• PROMPT:
Write out, word for word, every line in the data below from the one containing "e.g. point(445, 32)" to the one containing "e.g. point(239, 291)", both of them included.

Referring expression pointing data
○ ○ ○ ○
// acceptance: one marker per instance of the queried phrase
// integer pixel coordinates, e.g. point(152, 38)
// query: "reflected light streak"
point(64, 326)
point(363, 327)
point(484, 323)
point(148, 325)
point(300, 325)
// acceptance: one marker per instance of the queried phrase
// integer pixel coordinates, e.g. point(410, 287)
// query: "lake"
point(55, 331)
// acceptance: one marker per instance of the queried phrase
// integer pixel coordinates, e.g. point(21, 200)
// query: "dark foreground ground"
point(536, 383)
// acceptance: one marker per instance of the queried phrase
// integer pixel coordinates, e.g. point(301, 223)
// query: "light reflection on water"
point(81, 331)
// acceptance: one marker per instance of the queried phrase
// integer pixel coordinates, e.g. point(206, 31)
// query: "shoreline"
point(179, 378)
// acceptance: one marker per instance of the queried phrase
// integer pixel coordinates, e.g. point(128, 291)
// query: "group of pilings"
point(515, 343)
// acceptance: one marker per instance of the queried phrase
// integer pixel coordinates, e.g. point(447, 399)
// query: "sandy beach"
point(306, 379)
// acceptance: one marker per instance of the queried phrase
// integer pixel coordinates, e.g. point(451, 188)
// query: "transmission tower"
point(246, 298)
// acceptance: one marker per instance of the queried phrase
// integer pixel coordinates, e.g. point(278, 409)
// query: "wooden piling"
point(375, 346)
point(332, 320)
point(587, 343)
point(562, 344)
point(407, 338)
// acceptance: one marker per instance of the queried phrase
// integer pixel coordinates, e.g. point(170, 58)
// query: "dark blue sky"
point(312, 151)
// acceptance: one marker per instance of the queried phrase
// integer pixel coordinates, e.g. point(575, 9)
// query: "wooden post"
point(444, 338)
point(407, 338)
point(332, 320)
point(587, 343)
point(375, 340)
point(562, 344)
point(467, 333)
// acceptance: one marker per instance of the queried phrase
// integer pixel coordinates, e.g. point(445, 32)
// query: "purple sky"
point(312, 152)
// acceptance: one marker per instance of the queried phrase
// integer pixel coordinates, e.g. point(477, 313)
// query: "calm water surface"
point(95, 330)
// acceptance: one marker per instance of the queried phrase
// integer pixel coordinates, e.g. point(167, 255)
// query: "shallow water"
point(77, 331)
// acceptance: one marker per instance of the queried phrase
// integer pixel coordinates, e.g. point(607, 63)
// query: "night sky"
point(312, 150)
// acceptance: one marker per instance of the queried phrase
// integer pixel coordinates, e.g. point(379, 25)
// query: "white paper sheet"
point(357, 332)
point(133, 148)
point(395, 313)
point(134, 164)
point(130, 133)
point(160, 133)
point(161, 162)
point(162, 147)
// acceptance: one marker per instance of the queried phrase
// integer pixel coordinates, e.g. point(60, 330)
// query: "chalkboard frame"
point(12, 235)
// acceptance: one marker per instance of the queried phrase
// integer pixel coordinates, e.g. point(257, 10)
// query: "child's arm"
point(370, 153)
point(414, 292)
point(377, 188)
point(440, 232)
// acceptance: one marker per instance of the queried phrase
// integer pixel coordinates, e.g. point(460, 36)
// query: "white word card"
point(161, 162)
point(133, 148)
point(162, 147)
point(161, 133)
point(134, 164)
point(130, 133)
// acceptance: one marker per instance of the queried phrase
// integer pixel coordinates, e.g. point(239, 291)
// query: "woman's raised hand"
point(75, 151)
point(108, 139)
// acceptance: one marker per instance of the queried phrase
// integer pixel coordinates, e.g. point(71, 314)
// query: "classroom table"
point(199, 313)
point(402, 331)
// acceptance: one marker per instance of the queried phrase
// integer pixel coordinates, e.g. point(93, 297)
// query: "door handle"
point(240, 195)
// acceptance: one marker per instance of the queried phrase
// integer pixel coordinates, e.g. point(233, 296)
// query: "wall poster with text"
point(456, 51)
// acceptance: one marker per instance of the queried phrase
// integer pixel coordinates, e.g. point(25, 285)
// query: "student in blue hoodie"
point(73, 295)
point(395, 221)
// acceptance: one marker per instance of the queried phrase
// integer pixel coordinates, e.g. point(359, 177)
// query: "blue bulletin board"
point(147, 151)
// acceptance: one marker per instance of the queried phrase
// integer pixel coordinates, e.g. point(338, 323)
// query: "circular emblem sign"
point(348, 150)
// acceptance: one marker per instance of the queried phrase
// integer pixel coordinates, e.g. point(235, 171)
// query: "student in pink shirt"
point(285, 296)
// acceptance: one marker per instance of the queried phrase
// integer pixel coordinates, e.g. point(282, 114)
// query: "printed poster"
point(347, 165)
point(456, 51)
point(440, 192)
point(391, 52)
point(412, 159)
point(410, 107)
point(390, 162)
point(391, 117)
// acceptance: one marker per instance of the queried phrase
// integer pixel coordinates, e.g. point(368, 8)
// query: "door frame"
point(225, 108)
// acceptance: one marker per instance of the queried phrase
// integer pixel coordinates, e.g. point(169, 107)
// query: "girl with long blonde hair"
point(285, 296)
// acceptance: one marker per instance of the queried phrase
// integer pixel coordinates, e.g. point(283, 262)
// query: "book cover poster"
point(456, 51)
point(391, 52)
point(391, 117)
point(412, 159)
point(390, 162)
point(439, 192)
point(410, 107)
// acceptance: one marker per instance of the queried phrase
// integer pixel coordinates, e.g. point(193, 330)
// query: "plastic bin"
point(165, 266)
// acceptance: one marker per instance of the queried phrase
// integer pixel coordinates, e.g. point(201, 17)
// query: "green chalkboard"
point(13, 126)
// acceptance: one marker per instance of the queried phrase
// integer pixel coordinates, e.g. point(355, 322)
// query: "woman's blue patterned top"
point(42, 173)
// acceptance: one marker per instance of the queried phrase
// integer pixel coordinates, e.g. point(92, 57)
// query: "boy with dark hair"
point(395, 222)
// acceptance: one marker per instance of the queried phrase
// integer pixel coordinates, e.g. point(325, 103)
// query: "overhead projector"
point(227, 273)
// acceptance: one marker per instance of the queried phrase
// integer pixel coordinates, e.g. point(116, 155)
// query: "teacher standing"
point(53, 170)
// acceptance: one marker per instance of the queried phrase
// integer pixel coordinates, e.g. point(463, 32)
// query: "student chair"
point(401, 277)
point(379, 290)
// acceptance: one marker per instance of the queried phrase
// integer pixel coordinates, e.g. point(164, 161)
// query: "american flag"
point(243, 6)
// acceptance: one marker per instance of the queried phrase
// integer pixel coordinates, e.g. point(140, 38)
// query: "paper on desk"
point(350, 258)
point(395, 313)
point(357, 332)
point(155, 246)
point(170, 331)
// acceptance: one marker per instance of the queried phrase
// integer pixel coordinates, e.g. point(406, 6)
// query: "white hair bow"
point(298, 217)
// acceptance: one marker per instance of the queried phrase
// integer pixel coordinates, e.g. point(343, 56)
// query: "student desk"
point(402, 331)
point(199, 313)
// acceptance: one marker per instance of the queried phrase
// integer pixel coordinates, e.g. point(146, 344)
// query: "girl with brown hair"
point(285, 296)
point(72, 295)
○ ○ ○ ○
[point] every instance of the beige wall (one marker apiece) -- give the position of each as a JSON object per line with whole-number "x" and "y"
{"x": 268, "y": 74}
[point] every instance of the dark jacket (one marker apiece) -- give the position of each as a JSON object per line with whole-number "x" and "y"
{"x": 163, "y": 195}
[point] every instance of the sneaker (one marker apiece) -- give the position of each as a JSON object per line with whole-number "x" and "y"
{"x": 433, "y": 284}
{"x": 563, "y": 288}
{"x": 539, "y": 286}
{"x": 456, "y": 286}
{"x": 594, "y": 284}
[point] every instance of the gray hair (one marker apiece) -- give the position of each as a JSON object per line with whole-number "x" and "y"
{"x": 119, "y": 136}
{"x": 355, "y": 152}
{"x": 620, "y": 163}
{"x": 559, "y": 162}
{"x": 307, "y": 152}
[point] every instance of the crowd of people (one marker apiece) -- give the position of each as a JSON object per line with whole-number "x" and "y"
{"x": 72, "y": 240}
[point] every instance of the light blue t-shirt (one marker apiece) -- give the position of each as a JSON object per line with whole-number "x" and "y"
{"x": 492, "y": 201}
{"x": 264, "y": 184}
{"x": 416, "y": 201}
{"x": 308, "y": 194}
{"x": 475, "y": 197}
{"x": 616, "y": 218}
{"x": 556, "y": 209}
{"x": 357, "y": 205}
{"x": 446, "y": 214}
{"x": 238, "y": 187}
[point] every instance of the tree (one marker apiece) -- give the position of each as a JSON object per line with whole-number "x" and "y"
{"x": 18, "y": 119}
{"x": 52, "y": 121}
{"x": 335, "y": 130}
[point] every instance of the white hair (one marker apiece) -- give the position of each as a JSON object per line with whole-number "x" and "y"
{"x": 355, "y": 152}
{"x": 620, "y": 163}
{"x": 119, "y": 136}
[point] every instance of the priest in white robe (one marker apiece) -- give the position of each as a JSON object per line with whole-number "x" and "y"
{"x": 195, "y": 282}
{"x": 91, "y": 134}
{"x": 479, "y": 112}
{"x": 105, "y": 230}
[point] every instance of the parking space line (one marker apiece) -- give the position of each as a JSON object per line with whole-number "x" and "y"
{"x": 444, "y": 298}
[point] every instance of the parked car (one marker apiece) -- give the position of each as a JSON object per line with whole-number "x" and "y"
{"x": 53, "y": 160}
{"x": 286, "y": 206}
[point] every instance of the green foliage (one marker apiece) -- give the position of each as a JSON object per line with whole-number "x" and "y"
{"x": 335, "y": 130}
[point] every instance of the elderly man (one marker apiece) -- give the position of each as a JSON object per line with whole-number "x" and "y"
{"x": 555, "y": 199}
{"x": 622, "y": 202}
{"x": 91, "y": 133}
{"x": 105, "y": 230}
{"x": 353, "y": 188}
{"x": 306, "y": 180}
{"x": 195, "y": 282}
○ ○ ○ ○
• SOLVED EXERCISE:
// integer pixel coordinates, e.g. point(445, 32)
// query: "purple sky"
point(312, 152)
// acceptance: one marker per instance of the queried phrase
// integer pixel coordinates, e.g. point(477, 313)
// query: "calm water surface"
point(95, 330)
// acceptance: one marker per instance of the queried phrase
// integer pixel coordinates, e.g. point(167, 255)
// query: "shallow water"
point(77, 331)
// acceptance: one marker per instance of the queried phrase
// integer pixel coordinates, e.g. point(607, 63)
// query: "night sky"
point(312, 150)
// acceptance: one marker per instance of the queried phrase
// integer pixel coordinates, e.g. point(379, 25)
// query: "white paper sheet"
point(357, 332)
point(133, 148)
point(395, 313)
point(134, 164)
point(130, 133)
point(160, 133)
point(161, 162)
point(162, 147)
// acceptance: one marker per instance of the queried phrase
// integer pixel coordinates, e.g. point(60, 330)
// query: "chalkboard frame"
point(12, 235)
// acceptance: one marker per instance of the queried phrase
// integer pixel coordinates, e.g. point(257, 10)
// query: "child's arm"
point(370, 153)
point(414, 292)
point(377, 188)
point(440, 232)
// acceptance: one marker per instance of the queried phrase
// integer pixel coordinates, e.g. point(460, 36)
// query: "white word card"
point(161, 162)
point(133, 148)
point(162, 147)
point(161, 133)
point(134, 164)
point(130, 133)
// acceptance: one marker per instance of the queried phrase
// integer pixel coordinates, e.g. point(239, 291)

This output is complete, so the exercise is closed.